** ASSIGNMENT **
Copy the first line of the material below and every later line through the line containing "pixel 347 128", without any other output.

** DATA FOR ANALYSIS **
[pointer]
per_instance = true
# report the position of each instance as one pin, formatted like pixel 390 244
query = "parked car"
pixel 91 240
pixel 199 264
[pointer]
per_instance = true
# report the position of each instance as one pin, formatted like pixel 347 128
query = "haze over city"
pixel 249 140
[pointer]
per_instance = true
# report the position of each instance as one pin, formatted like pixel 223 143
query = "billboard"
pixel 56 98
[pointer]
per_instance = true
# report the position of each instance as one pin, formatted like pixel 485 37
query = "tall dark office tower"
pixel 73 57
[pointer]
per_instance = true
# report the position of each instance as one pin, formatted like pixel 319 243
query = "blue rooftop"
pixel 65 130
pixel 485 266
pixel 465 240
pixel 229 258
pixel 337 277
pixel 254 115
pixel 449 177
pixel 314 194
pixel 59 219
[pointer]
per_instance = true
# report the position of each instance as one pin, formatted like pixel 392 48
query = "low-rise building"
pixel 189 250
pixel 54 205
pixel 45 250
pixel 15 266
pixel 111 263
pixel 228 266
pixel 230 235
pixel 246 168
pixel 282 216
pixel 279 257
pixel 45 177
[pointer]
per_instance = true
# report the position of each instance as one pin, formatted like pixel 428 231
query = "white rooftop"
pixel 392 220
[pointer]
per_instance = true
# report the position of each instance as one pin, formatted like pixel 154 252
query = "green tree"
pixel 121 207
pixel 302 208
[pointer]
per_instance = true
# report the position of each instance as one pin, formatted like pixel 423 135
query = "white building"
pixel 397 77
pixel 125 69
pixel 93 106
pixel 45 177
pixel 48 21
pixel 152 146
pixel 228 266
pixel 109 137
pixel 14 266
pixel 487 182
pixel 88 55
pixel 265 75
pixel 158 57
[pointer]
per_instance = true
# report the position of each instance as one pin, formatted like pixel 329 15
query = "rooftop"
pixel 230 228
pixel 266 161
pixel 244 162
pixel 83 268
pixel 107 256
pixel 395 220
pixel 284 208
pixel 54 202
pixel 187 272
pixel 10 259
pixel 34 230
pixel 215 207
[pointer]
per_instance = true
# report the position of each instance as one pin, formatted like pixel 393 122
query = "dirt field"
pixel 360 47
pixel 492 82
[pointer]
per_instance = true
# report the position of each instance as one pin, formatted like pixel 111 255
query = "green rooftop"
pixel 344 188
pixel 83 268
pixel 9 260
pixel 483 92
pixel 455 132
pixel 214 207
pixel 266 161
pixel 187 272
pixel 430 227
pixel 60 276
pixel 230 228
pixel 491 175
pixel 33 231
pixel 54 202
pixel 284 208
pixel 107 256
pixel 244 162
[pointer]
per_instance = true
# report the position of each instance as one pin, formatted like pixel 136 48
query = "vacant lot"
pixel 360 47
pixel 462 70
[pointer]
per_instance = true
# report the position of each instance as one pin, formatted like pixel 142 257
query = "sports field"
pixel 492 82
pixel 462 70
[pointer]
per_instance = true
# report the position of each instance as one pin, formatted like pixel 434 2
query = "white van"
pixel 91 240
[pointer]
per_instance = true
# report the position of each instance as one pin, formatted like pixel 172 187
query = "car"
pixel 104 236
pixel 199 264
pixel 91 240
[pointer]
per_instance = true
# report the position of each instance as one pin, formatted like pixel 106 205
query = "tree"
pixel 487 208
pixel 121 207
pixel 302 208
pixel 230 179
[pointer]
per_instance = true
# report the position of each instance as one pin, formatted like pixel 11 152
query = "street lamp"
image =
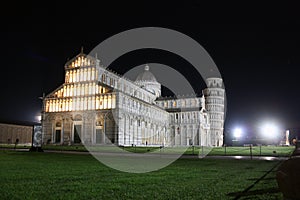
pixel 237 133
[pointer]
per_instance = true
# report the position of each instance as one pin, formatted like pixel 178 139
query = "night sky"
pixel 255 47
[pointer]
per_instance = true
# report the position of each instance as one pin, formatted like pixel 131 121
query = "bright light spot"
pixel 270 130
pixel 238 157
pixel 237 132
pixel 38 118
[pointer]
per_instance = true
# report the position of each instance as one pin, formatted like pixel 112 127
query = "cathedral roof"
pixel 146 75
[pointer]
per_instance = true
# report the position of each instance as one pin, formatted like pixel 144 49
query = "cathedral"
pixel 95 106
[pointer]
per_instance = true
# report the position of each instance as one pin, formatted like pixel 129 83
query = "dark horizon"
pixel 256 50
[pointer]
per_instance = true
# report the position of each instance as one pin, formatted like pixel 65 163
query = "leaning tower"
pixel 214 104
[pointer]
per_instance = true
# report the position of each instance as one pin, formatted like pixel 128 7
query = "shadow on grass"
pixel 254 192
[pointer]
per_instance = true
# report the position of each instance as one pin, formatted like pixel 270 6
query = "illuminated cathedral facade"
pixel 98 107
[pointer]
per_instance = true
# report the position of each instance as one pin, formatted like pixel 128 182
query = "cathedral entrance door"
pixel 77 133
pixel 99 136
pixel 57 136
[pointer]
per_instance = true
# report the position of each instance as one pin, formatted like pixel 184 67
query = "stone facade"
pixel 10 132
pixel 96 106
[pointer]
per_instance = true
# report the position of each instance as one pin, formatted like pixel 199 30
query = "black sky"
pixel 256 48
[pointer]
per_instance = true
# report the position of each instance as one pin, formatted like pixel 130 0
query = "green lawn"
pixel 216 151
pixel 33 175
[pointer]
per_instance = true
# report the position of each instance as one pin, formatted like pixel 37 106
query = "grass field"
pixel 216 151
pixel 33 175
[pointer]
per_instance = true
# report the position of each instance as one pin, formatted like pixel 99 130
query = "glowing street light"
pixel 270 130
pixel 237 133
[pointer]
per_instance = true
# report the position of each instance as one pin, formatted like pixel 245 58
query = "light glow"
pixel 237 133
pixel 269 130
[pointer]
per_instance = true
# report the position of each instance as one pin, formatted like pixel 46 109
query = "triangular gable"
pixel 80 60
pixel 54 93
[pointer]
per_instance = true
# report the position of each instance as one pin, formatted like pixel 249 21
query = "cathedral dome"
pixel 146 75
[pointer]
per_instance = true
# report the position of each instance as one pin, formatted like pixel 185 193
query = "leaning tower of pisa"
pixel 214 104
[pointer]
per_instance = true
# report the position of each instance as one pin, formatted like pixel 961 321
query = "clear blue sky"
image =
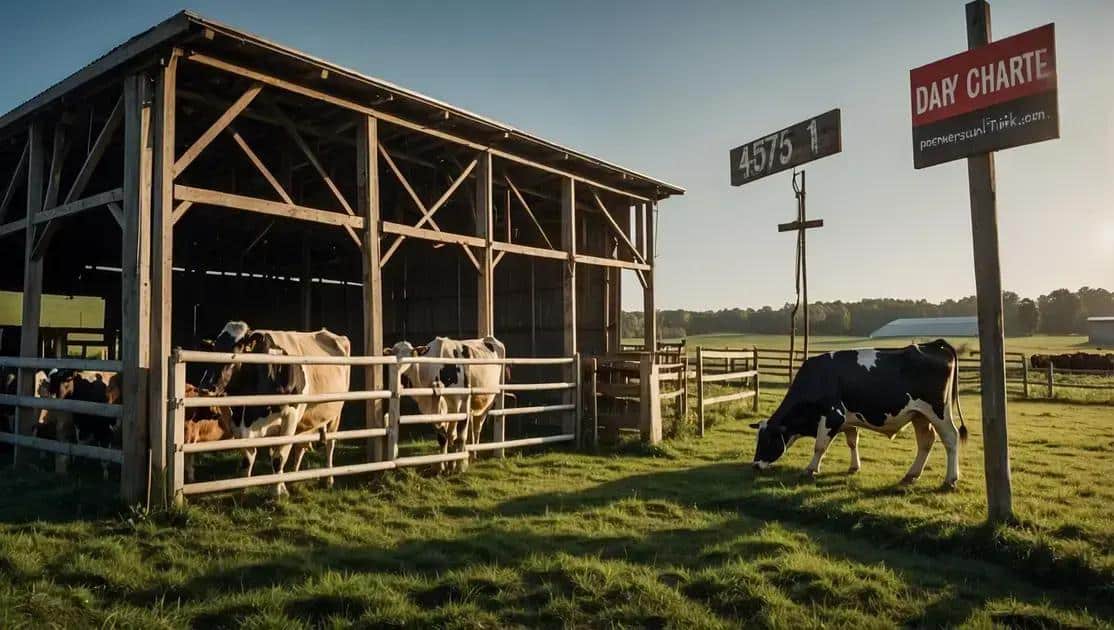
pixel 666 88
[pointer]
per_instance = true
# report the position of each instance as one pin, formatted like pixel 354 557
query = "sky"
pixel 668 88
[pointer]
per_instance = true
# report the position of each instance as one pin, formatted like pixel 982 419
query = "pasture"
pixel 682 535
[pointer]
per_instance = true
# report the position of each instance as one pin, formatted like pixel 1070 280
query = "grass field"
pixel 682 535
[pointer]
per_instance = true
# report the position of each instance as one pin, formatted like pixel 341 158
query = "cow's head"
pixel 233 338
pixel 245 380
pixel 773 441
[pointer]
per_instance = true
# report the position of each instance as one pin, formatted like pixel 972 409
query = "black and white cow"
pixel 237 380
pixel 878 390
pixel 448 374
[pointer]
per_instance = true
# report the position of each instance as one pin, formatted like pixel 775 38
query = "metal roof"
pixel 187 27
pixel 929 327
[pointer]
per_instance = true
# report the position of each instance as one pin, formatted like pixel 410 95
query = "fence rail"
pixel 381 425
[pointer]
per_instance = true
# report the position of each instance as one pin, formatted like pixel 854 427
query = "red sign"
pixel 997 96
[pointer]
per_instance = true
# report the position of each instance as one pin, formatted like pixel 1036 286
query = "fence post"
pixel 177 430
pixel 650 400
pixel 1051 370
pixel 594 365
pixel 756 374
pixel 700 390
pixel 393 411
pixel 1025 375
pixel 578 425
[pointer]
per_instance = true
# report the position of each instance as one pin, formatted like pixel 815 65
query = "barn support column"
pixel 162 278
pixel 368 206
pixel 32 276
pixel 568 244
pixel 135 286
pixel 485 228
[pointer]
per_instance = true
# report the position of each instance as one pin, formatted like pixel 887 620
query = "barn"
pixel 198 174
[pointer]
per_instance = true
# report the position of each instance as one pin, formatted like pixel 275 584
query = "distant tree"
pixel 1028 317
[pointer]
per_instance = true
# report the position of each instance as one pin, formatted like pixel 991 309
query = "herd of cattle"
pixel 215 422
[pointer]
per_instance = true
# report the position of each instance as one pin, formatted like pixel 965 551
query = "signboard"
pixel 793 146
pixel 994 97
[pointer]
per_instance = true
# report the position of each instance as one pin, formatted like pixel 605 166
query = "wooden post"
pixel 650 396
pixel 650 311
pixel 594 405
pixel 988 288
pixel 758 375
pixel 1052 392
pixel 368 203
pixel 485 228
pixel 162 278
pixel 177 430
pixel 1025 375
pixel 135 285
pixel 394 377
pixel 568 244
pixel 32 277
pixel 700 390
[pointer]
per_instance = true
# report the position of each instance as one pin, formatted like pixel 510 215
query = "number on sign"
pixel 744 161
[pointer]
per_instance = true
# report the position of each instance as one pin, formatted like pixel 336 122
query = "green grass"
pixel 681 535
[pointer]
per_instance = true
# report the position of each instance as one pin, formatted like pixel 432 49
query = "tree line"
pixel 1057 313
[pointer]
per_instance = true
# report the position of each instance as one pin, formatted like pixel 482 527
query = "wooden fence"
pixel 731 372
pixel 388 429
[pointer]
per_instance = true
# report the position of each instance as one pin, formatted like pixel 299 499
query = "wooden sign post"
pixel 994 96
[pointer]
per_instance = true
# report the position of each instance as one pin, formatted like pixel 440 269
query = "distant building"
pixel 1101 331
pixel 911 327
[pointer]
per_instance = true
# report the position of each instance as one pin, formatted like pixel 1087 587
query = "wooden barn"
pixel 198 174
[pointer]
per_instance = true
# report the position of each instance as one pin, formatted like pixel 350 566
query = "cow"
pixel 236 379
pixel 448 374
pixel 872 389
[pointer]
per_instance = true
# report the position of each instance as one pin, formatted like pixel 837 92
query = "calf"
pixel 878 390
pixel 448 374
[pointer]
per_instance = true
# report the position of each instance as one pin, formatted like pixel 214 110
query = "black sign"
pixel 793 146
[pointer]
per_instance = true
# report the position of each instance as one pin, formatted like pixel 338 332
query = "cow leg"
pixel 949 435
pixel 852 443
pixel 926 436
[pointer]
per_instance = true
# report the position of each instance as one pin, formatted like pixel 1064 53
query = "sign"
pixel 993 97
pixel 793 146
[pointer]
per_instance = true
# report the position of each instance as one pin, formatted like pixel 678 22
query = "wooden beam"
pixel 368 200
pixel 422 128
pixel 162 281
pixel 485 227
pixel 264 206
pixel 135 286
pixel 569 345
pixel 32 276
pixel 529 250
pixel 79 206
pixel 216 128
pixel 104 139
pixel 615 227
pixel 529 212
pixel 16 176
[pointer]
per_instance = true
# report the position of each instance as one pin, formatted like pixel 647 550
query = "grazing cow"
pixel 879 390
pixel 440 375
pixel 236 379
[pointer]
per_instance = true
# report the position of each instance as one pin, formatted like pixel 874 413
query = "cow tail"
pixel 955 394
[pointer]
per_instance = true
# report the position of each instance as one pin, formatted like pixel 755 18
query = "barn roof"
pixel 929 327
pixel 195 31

** OUTPUT **
[pointer]
per_instance = true
# report the position of each instance as one pin, formatted like pixel 390 244
query = "parked car"
pixel 91 240
pixel 199 264
[pointer]
per_instance = true
# report the position of each instance as one pin, formatted like pixel 347 128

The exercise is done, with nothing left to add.